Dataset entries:
Content starts
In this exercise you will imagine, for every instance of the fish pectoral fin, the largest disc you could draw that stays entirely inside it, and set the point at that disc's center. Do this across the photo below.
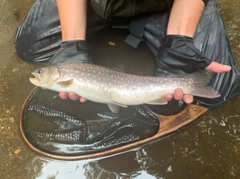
(159, 101)
(114, 107)
(65, 82)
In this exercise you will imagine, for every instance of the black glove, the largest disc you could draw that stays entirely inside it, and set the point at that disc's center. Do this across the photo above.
(72, 51)
(178, 56)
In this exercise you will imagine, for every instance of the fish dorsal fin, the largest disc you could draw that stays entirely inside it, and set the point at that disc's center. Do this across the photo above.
(159, 101)
(113, 107)
(65, 82)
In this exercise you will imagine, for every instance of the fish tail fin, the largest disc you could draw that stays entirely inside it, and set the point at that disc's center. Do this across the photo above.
(201, 79)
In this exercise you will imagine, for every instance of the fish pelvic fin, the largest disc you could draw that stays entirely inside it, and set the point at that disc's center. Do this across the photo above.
(65, 83)
(160, 101)
(114, 107)
(201, 80)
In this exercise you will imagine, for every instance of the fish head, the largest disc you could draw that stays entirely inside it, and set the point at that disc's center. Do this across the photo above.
(45, 77)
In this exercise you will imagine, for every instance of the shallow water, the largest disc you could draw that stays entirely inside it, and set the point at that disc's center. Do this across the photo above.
(207, 148)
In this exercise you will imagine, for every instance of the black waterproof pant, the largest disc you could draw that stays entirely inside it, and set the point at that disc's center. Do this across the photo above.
(39, 38)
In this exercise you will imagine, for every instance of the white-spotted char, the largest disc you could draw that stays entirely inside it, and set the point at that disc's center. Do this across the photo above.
(104, 85)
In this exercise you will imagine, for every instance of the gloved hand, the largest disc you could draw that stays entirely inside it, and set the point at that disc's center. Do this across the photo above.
(73, 51)
(178, 56)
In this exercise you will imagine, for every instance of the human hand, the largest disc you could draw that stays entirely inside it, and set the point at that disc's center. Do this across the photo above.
(177, 57)
(72, 51)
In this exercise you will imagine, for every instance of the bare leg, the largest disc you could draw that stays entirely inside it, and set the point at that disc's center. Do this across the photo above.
(184, 17)
(73, 18)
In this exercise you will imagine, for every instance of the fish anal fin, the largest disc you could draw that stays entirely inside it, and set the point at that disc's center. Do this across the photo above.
(114, 106)
(65, 83)
(159, 101)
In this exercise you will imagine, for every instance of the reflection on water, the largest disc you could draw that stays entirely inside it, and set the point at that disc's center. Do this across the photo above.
(208, 148)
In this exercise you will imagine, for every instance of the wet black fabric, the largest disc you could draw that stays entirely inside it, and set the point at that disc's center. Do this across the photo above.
(39, 38)
(211, 40)
(71, 128)
(178, 56)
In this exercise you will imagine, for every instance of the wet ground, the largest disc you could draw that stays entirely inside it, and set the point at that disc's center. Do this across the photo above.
(208, 148)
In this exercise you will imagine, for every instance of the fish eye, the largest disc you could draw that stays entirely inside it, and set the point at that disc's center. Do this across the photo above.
(39, 71)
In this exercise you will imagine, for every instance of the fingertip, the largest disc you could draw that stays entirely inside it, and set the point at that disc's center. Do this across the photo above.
(73, 96)
(63, 95)
(178, 94)
(218, 67)
(188, 99)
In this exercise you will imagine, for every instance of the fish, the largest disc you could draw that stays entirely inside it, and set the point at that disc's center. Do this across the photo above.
(115, 88)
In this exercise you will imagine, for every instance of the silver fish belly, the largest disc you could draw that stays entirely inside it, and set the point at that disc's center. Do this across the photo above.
(100, 84)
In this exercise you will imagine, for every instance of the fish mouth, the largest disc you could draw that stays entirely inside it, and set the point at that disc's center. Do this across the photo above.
(36, 77)
(36, 80)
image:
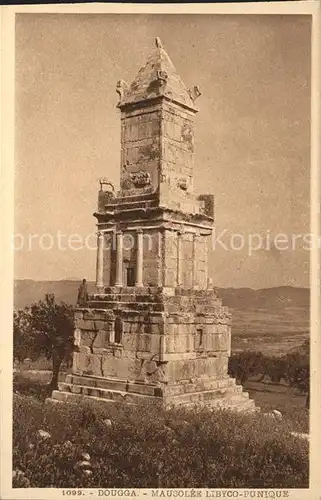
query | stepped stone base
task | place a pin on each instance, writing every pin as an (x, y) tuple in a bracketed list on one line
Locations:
[(216, 393), (166, 346)]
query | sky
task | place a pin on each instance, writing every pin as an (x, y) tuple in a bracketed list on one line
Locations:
[(252, 135)]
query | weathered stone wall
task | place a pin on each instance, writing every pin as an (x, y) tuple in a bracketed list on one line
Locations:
[(140, 147)]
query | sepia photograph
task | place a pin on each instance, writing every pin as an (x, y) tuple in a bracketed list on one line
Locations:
[(162, 254)]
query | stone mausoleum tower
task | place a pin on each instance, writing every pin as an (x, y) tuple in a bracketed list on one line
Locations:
[(155, 330)]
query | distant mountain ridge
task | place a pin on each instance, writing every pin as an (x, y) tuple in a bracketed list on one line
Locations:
[(29, 291)]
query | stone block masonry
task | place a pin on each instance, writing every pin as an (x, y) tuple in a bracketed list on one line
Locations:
[(155, 330)]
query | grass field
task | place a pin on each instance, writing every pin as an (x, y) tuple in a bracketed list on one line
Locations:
[(267, 396)]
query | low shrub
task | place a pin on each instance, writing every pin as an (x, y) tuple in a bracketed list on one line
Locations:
[(149, 447)]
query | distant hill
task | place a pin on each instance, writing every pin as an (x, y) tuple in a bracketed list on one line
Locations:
[(28, 291), (271, 320)]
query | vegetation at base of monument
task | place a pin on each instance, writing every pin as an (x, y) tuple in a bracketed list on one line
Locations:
[(293, 368), (44, 329), (150, 447)]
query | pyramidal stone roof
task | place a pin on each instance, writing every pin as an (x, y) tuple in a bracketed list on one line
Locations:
[(158, 78)]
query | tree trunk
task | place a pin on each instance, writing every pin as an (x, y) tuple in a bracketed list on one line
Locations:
[(56, 363)]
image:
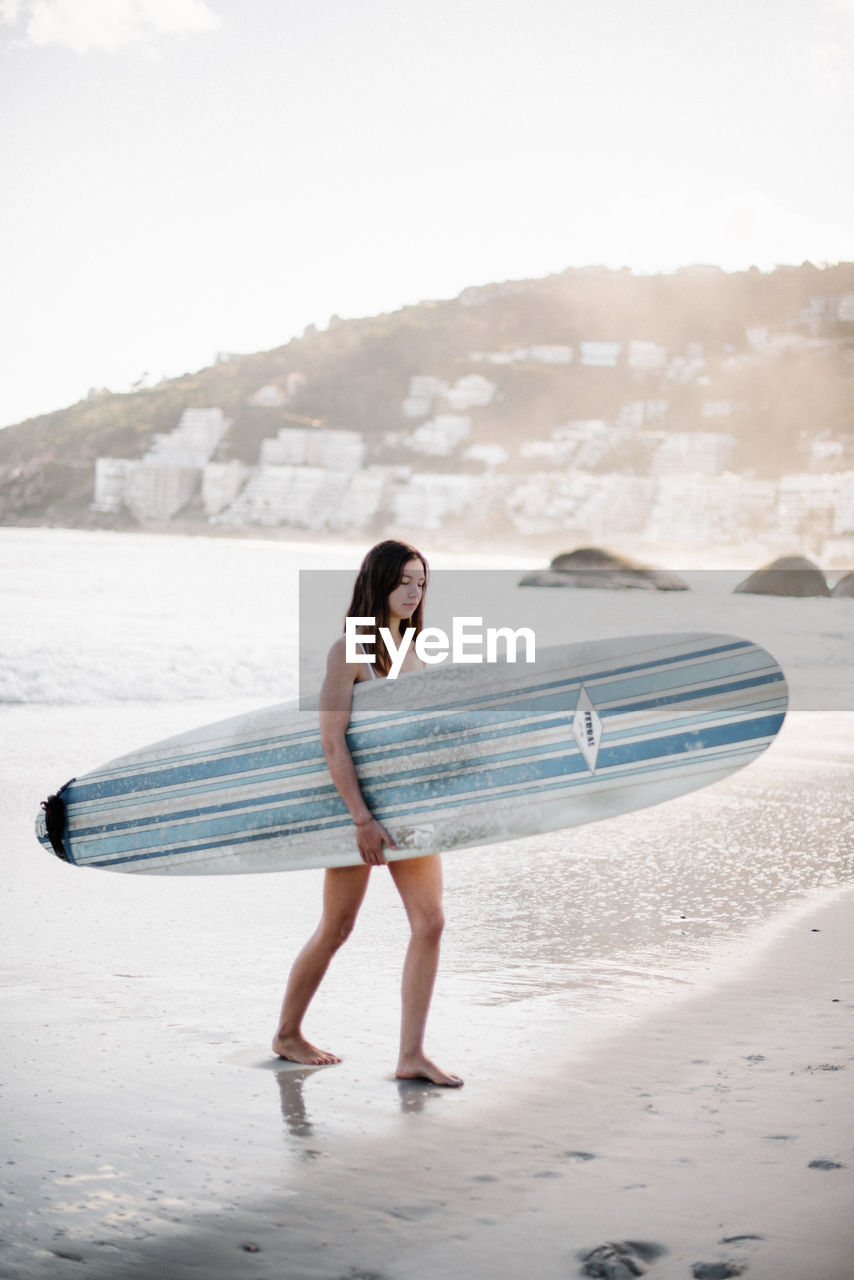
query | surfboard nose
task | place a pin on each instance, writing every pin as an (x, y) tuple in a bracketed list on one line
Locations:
[(50, 823)]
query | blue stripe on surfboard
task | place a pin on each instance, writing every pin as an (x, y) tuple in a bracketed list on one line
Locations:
[(389, 737), (675, 659), (496, 780), (708, 760), (526, 750), (727, 757), (544, 728)]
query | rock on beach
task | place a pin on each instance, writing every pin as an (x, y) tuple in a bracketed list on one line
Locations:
[(596, 567), (788, 575)]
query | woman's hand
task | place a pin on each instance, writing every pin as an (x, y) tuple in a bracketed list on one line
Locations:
[(370, 837)]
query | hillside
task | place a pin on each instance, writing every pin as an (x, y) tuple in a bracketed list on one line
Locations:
[(766, 357)]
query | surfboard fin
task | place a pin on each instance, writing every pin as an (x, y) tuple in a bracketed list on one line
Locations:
[(54, 809)]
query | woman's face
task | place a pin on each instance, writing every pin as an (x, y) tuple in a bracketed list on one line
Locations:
[(406, 595)]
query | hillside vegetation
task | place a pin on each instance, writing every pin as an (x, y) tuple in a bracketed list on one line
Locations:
[(356, 375)]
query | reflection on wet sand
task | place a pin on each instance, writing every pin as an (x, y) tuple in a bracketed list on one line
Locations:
[(291, 1100), (414, 1097)]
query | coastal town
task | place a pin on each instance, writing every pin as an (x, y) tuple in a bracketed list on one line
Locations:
[(635, 475)]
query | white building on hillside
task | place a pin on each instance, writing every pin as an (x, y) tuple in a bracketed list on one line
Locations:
[(692, 453), (155, 488), (805, 501), (315, 447), (647, 356), (601, 355), (421, 393), (471, 392), (441, 435)]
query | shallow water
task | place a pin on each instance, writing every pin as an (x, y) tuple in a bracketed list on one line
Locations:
[(138, 1083)]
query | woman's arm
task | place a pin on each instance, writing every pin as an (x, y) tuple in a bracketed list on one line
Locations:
[(336, 705)]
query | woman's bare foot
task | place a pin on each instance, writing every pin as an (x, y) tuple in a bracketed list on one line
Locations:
[(296, 1048), (423, 1069)]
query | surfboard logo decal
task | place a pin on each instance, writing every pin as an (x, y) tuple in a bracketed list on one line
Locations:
[(587, 728)]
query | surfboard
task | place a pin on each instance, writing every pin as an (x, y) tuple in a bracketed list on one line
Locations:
[(455, 757)]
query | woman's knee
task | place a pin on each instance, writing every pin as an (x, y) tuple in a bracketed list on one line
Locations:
[(334, 932), (429, 926)]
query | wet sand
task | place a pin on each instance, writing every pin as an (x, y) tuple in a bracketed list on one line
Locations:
[(715, 1132), (657, 1046)]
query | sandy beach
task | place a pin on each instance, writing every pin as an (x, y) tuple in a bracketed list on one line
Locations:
[(709, 1138), (653, 1014)]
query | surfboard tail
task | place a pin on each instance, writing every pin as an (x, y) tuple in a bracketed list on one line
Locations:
[(51, 821)]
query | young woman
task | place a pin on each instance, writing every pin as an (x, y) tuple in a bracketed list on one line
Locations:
[(389, 588)]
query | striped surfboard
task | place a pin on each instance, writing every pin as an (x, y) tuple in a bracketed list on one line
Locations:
[(457, 755)]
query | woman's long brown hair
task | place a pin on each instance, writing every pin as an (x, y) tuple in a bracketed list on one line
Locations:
[(378, 575)]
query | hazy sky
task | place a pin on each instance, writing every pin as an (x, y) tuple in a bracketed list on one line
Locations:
[(182, 177)]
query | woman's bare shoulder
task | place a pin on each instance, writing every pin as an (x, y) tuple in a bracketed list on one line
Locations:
[(337, 664)]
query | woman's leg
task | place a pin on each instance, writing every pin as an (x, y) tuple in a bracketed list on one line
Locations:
[(343, 891), (419, 882)]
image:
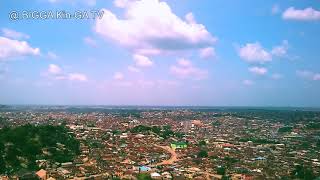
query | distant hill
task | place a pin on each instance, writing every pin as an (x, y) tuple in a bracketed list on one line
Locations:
[(21, 146)]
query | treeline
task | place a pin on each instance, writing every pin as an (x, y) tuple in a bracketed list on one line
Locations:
[(162, 131), (21, 146)]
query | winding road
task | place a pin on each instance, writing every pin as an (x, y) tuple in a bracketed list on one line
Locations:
[(172, 159)]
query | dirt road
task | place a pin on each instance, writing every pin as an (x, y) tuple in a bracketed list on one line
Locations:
[(172, 159)]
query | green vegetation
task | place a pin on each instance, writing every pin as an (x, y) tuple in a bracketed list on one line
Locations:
[(285, 129), (144, 177), (164, 131), (202, 143), (21, 146), (221, 170), (202, 154), (303, 172), (313, 125), (258, 141)]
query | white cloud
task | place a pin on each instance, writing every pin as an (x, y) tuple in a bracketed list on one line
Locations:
[(190, 18), (14, 49), (248, 82), (184, 62), (150, 27), (207, 52), (307, 14), (142, 61), (56, 72), (280, 50), (77, 77), (73, 2), (54, 69), (118, 76), (121, 3), (276, 76), (133, 69), (258, 70), (9, 33), (89, 41), (254, 53), (306, 74), (52, 55), (275, 9), (186, 70), (316, 77)]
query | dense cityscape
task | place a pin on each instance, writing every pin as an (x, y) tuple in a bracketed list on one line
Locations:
[(158, 143)]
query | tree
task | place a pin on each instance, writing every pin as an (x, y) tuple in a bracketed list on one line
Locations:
[(144, 177), (203, 154), (221, 170)]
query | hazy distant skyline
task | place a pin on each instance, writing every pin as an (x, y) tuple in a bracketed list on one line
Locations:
[(153, 52)]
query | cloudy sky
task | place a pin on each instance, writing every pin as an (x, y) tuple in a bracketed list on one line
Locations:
[(156, 52)]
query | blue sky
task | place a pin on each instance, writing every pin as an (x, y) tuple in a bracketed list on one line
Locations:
[(152, 52)]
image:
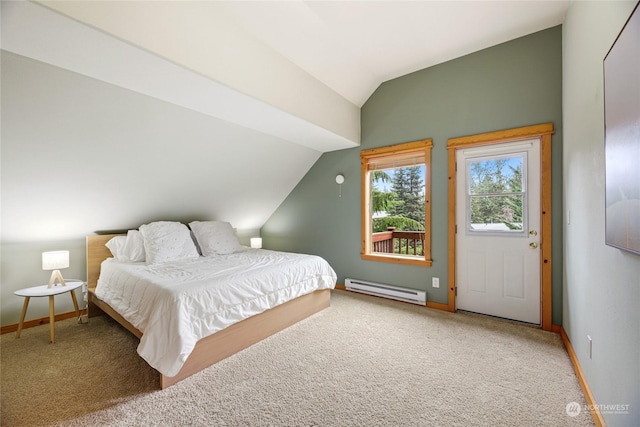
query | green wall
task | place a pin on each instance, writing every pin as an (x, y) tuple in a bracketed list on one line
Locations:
[(514, 84)]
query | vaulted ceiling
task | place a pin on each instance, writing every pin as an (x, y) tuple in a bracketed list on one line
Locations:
[(296, 70)]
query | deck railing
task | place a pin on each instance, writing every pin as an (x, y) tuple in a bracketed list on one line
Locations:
[(398, 242)]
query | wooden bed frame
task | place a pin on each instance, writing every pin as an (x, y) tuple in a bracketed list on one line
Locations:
[(211, 349)]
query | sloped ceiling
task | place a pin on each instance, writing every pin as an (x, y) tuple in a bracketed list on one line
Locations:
[(292, 74), (297, 70)]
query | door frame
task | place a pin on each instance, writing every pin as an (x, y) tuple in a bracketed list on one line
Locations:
[(543, 132)]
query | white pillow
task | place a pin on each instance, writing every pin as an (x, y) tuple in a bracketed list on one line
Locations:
[(129, 248), (215, 237), (166, 241)]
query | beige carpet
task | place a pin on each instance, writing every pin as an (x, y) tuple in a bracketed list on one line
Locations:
[(363, 362)]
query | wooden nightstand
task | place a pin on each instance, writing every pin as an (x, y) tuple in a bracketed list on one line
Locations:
[(45, 291)]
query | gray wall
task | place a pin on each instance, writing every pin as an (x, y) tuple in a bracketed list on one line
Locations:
[(514, 84), (601, 284), (80, 155)]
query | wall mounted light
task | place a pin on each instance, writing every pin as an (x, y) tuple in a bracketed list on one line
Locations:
[(55, 260), (339, 181)]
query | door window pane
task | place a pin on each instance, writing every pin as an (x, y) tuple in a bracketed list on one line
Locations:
[(496, 194)]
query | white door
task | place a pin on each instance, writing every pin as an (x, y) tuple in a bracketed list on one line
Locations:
Content ends
EXERCISE REQUIREMENTS:
Write out the lines above from the one with "fish eye, the" through the one with "query | stepped stone base", ends included, exactly; no picture goes in.

FINISHED TASK:
In this exercise you will imagine, for every instance of the fish eye, the largest disc you could draw that stays entirely inside it, and set the point at that disc's center. Do this across the photo above.
(39, 71)
In this exercise you will imagine, for every instance of the fingertip, the largest disc you could draw that stays entirely inside it, and set the point at that disc's center. Do this across the photo above.
(73, 96)
(63, 95)
(178, 94)
(218, 67)
(188, 99)
In this exercise you will imagine, for every instance of the fish, the largest disc you could draw that stays entirely inside it, and set the point at that disc's center. Do this across the photo above.
(115, 88)
In this exercise you will imagine, for every instance of the silver fish belly, the largest disc you could draw that stays entirely inside it, and set the point at that disc's center. Do this across the photo above.
(100, 84)
In this exercise you will imagine, for every instance of the fish mouth, the largest disc you could draw that stays entirely inside it, and set the point at that disc's center. Do this across the photo above.
(36, 77)
(36, 80)
image:
query | stepped stone base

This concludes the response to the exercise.